• _Page excerpt_
Romance of the Three Kingdoms is a Chinese television series adapted from the classical 14th century novel of the same title by Luo Guanzhong. The series was produced by China Central Television (CCTV) and was first aired on the network in 1994. It spanned a total of 84 episodes, each approximately 45 minutes long. One of the most expensive television series produced at the time, the project was completed over four years and involved over 400,000 cast and crew members, including divisions of the People's Liberation Army from the Beijing, Nanjing and Chengdu military regions. Some of the dialogues spoken by characters were adapted directly from the novel. Extensive battle scenes, such as the battles of Guandu, Red Cliffs and Xiaoting, were also live-acted.

The series is widely seen as among the best period dramas in China and appraised for capturing the grand scale of the novel's story, themes and characters while maintaining its artistic and historical value.
 The show has a 9.5 rating on Douban from over 89,030 reviews.

List of episodes
The series is divided into five parts and each part has a different executive producer and director(s).

Part One
 Title: 第一部：群雄逐鹿 (Part One: Heroes compete for power)
 Executive producer: You Shijun
 Director(s): Shen Haofang, Cai Xiaoqing

Part Two
 Title: 第二部：赤壁鏖战 (Part Two: The Battle of Red Cliffs)
 Executive producer: Zhang Guangqian
 Director: Cai Xiaoqing, Zhang Zhongyi

Part Three
 Title: 第三部：三国鼎立 (Part Three: Emergence of the Three Kingdoms)
 Executive producer: Shan Yusheng
 Director: Sun Guangming, Zhang Zhongyi

Part Four
 Title: 第四部：南征北战 (Part Four: Battles in the south and north)
 Executive producer: Zhang Jizhong
 Director: Zhang Shaolin

Part Five
 Title: 第五部：三分归一 (Part Five: Three united as one)

• _The task_
In the text on the Romance of the Three Kingdoms television series, how many episodes did the series span? The data that follows comes from a separate source.

Excerpts from a pointing dataset:
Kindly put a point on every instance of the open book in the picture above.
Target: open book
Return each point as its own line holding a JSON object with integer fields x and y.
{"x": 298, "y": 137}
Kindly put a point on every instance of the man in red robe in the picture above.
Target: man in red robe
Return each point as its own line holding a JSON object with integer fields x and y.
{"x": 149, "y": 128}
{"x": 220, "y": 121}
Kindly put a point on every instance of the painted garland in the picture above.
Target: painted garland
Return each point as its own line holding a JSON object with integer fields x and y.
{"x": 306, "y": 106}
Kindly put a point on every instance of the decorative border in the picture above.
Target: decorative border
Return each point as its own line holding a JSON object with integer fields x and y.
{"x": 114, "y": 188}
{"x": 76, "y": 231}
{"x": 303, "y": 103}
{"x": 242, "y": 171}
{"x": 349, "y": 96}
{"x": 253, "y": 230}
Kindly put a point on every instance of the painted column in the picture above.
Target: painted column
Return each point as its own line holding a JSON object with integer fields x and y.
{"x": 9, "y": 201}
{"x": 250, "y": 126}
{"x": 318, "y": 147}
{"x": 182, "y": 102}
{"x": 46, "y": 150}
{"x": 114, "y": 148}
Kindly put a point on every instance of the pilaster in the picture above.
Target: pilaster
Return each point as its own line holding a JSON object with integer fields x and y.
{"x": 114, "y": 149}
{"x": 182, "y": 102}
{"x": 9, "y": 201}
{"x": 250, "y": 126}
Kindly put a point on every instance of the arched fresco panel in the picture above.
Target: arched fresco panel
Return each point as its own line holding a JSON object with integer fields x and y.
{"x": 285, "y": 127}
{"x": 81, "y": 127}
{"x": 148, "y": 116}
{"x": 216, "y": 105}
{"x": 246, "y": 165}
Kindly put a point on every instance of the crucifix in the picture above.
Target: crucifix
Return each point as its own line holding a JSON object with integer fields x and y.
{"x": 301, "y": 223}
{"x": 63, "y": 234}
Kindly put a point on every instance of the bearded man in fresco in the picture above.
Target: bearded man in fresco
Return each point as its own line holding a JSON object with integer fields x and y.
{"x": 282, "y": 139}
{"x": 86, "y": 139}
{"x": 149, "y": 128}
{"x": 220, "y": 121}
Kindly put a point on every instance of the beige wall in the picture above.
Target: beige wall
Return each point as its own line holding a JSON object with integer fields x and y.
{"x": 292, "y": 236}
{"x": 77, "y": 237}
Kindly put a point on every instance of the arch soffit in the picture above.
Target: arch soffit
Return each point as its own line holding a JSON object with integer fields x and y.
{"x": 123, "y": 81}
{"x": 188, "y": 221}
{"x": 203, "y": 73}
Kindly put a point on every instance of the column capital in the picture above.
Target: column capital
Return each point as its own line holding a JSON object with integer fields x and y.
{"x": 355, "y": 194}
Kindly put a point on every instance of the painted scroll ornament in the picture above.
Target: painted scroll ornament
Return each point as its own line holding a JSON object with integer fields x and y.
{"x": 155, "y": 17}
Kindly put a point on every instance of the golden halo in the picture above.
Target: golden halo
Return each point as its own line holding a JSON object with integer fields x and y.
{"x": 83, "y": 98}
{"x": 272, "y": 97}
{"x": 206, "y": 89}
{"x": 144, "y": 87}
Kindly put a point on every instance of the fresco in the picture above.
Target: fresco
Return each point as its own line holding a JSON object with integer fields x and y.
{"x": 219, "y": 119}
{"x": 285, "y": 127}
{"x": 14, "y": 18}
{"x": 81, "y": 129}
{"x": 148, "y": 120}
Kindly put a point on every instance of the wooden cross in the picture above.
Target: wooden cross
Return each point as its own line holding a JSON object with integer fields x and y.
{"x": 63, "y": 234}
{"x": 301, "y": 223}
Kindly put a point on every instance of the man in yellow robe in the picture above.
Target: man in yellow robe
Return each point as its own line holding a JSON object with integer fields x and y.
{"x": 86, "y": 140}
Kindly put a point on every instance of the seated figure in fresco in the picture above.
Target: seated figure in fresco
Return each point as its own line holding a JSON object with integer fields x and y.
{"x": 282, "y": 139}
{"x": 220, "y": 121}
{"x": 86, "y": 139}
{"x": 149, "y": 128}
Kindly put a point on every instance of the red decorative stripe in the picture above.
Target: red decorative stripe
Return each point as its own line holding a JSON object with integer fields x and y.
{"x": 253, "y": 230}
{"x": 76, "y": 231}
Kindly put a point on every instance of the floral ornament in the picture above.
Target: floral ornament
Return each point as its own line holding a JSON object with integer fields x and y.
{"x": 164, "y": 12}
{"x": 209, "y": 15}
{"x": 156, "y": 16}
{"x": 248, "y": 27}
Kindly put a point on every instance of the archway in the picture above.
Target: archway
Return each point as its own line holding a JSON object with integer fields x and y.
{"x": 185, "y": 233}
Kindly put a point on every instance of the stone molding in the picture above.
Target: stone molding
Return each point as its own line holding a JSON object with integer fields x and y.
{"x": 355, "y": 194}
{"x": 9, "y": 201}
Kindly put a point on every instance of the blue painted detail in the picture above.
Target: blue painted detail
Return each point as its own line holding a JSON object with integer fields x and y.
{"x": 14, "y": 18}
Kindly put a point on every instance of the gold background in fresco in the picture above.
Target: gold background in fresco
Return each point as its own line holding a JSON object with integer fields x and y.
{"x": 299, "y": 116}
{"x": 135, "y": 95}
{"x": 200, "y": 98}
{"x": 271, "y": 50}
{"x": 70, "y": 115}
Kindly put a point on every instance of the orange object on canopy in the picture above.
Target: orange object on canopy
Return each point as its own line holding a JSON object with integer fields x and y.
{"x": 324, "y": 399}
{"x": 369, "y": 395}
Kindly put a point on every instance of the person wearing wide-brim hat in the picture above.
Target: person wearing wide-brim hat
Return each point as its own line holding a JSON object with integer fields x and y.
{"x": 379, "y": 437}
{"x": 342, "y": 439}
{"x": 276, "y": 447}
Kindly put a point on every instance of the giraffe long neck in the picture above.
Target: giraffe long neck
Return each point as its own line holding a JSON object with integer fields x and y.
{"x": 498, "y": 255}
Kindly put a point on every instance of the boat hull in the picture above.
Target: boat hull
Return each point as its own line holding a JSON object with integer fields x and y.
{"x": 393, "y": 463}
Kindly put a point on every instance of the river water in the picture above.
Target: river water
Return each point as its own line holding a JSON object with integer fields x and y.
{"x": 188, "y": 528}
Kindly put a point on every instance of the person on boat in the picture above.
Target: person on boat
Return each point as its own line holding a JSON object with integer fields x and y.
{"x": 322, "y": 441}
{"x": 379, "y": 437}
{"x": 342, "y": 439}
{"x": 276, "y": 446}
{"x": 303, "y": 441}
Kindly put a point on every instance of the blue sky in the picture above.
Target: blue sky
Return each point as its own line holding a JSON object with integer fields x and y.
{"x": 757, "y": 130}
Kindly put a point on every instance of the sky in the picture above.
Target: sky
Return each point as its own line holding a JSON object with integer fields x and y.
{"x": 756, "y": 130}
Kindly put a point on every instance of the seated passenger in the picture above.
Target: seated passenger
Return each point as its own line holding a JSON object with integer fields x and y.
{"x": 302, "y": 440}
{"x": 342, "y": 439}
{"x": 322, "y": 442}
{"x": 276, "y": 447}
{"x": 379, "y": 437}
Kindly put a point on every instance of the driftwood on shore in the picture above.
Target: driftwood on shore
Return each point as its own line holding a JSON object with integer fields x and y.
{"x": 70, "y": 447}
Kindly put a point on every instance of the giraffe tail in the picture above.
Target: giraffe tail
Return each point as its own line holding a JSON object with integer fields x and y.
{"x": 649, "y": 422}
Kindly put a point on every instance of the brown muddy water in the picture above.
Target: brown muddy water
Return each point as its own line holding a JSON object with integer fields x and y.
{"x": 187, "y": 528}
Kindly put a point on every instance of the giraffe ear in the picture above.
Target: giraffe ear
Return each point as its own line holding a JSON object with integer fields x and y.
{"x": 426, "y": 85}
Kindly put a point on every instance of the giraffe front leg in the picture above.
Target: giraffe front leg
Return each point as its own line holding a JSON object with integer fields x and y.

• _Answer to this exercise_
84 episodes.